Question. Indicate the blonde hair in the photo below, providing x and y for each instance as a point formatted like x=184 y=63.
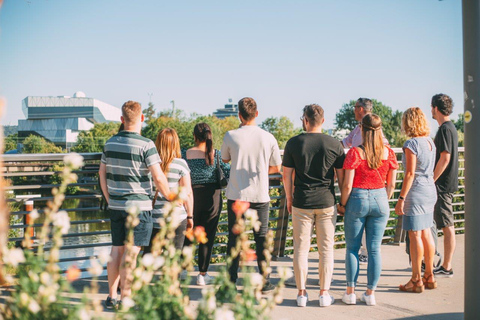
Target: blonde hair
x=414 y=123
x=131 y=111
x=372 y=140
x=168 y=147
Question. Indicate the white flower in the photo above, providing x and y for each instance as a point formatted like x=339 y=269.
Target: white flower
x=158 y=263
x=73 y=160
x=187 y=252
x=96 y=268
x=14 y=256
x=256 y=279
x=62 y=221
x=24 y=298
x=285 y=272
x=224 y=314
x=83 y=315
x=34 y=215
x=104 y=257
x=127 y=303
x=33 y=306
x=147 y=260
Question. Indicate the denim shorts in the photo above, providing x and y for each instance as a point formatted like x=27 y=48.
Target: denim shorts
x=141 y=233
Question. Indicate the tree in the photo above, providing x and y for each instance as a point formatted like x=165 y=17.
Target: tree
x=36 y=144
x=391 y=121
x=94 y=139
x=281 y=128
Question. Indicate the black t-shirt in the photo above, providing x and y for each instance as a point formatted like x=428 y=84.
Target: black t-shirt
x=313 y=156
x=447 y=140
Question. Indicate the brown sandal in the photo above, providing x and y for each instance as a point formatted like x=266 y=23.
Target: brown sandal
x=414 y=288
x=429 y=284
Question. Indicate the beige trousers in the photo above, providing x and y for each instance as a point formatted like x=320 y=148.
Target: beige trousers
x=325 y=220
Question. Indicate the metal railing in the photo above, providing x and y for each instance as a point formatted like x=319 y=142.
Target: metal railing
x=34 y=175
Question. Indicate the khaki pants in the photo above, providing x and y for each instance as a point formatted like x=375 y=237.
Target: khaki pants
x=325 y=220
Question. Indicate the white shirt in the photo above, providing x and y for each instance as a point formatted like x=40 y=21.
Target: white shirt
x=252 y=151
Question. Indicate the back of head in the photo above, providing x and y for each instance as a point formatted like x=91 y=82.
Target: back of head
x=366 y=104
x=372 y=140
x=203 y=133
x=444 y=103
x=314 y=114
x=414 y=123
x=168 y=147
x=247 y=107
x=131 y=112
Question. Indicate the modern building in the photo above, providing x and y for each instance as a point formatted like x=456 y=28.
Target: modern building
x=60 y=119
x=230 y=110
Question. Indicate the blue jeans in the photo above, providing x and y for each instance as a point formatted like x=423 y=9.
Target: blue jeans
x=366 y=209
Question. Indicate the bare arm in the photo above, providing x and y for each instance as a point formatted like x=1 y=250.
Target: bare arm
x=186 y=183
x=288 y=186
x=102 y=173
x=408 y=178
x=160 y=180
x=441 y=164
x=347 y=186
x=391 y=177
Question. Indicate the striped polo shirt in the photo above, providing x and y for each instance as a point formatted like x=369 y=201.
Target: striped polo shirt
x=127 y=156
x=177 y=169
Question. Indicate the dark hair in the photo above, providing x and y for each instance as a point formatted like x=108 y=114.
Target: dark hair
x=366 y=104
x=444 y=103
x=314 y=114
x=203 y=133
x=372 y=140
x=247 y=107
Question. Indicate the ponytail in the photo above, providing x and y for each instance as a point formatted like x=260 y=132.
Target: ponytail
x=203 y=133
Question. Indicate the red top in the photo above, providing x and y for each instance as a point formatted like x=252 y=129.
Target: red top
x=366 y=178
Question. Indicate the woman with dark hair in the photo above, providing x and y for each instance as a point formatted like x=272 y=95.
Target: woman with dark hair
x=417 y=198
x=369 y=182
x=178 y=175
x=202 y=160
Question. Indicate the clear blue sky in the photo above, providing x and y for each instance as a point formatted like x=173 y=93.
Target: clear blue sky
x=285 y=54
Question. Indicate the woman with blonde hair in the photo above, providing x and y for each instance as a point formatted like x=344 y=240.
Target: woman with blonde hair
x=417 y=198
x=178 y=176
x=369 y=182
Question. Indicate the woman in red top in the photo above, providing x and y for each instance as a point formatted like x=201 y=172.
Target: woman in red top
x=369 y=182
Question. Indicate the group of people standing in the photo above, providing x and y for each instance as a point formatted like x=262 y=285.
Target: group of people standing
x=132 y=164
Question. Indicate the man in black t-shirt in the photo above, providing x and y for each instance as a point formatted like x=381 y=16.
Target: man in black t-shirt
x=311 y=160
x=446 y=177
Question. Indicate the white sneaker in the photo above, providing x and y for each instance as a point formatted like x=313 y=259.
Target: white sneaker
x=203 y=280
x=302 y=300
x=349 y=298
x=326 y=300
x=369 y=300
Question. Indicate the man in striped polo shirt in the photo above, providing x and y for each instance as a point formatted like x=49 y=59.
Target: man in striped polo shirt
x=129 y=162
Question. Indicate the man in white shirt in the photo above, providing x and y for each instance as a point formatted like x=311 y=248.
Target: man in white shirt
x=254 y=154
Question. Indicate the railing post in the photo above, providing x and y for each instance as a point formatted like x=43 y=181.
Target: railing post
==
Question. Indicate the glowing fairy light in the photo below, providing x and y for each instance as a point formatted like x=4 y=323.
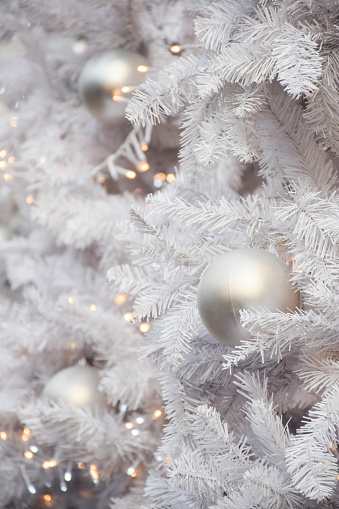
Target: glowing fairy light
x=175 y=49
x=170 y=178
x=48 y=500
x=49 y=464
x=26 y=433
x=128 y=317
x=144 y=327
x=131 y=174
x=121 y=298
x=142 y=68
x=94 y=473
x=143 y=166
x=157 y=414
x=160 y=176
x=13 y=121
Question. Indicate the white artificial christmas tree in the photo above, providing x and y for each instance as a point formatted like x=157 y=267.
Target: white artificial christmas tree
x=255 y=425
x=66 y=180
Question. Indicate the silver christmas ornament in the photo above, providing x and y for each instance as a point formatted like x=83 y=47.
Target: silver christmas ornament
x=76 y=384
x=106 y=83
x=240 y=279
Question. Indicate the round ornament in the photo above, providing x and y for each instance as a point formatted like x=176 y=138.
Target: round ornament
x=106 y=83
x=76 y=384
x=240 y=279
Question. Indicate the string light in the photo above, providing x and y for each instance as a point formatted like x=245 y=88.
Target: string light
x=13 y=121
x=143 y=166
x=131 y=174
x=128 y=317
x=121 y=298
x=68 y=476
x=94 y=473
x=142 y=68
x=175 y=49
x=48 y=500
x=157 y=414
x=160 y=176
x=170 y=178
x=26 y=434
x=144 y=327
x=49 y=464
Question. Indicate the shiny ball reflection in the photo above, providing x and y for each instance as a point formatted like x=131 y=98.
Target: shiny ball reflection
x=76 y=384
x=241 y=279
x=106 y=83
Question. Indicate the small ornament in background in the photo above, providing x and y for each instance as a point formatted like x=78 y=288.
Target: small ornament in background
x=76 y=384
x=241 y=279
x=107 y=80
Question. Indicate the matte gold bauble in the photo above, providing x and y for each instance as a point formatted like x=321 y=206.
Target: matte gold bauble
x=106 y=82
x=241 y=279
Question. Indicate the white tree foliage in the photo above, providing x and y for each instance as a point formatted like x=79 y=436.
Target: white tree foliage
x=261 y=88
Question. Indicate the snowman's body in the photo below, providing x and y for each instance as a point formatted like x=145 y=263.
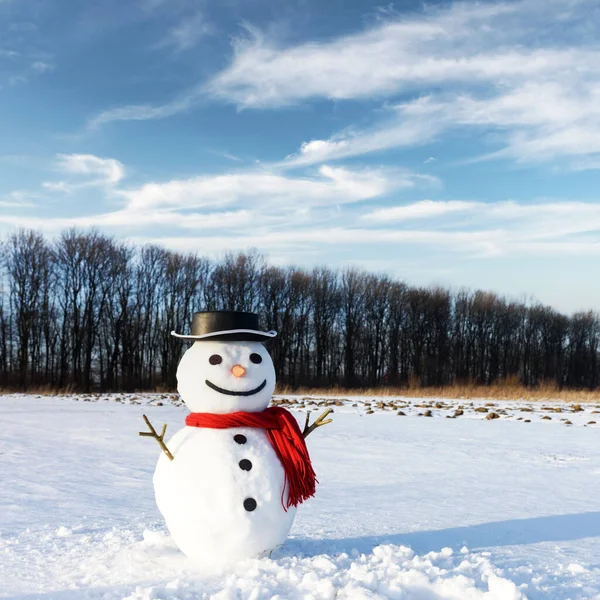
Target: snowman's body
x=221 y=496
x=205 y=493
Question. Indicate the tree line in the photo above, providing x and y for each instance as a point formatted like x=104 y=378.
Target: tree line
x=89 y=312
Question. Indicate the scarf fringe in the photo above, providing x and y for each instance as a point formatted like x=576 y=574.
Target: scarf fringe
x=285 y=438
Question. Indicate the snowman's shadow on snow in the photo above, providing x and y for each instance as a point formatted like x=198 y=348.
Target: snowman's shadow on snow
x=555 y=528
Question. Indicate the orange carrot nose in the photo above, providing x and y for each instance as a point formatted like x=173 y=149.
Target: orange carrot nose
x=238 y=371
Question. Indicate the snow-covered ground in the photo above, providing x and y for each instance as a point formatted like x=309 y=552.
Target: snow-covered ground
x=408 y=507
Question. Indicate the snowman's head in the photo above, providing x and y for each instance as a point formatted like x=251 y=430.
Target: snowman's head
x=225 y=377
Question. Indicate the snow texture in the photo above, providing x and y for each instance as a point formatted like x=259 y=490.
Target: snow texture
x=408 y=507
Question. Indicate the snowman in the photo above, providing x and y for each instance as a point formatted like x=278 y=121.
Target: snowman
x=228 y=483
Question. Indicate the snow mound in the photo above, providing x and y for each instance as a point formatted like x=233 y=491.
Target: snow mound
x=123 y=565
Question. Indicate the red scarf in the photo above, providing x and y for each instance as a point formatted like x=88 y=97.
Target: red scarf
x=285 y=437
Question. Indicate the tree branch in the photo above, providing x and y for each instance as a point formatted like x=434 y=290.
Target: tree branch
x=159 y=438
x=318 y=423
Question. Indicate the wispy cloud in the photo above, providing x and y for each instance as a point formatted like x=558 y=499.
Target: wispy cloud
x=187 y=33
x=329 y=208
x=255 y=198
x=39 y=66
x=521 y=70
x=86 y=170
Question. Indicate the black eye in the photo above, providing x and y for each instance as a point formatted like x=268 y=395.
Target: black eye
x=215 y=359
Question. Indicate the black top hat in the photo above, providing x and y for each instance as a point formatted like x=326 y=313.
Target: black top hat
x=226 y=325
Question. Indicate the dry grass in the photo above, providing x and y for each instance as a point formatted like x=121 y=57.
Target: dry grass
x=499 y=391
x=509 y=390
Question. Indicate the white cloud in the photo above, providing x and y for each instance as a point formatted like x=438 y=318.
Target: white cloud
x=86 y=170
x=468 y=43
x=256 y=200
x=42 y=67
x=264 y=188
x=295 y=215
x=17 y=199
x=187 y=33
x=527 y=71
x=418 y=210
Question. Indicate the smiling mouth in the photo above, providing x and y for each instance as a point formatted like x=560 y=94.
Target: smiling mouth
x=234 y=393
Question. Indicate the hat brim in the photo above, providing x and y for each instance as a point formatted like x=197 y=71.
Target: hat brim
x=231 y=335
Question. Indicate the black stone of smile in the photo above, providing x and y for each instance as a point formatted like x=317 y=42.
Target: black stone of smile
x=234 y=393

• **WORK ITEM**:
Read through the entries and copy every line that includes "below".

• **TASK SOLUTION**:
Question. Indicate the blonde hair in the photo below, providing x and y for each instance as a point formatted like x=184 y=63.
Question. Indicate the glowing fairy light in the photo below, providing x and y for each instance as a point formatted like x=4 y=323.
Question. Indicate the snowman's body in the photo below, providing x and y for each instance as a point formatted like x=145 y=263.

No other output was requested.